> **About this exercise**
Listed below are entries; give the number of lines among them that include "pavilion", and only that number.

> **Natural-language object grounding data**

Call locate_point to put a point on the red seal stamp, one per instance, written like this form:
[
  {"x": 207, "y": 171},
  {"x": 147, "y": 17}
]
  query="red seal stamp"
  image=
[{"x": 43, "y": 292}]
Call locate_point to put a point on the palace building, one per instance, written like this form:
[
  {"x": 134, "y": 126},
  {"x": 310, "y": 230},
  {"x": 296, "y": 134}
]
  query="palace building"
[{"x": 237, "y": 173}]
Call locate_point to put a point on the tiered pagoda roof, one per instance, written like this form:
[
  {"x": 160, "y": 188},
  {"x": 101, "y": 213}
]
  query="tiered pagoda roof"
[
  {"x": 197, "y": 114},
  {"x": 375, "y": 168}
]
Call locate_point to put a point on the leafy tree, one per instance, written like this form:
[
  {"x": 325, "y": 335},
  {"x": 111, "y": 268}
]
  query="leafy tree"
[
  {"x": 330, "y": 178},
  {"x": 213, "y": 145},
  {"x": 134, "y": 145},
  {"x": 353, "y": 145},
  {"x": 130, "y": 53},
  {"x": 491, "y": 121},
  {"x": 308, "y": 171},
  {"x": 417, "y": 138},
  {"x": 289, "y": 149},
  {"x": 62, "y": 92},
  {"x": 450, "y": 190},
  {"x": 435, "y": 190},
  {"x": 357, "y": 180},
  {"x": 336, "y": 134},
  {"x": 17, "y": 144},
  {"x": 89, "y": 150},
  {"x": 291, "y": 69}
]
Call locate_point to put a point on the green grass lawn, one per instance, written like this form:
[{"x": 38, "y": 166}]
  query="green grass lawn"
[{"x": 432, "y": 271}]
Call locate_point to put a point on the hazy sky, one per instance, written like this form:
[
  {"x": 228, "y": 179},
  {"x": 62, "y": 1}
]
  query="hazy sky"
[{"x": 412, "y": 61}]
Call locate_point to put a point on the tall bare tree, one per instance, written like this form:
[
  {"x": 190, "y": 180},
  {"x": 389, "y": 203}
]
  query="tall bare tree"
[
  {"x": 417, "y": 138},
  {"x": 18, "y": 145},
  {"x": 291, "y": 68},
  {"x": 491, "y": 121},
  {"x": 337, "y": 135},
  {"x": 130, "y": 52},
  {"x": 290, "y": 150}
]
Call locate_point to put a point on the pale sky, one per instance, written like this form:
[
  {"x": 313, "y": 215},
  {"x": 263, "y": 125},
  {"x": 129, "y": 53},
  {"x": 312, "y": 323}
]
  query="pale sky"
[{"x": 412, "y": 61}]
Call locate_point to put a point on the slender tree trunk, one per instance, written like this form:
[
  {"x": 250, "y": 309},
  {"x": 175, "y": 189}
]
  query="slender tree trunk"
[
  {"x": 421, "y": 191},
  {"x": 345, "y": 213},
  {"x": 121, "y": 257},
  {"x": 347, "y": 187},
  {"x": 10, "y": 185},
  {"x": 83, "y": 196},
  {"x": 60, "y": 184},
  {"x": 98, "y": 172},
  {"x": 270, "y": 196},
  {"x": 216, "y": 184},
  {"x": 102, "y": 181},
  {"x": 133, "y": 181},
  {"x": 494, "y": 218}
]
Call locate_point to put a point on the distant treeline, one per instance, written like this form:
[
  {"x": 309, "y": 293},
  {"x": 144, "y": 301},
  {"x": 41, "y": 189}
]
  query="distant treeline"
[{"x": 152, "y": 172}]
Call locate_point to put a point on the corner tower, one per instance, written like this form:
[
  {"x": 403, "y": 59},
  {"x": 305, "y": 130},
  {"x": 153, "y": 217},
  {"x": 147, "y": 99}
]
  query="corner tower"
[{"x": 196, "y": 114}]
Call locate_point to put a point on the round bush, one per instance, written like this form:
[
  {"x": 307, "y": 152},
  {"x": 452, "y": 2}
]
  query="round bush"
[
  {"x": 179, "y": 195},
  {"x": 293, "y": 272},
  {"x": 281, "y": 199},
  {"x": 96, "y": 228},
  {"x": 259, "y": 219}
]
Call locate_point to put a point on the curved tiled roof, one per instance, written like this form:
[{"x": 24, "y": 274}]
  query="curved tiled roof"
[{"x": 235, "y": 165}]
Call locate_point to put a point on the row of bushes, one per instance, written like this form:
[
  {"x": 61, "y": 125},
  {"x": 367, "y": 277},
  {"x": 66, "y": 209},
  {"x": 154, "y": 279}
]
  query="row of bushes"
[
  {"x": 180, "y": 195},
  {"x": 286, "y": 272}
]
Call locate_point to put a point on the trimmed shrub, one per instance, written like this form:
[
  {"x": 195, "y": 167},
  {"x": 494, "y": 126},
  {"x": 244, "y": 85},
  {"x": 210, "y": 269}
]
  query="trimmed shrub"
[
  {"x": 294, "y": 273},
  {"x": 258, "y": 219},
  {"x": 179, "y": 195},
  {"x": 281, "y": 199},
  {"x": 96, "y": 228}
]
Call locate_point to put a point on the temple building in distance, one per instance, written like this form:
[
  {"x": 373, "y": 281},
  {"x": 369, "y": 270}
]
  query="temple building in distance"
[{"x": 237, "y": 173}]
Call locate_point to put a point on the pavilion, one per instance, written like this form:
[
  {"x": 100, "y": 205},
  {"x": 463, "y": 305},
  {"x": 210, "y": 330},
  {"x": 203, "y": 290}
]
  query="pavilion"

> **Written reply**
2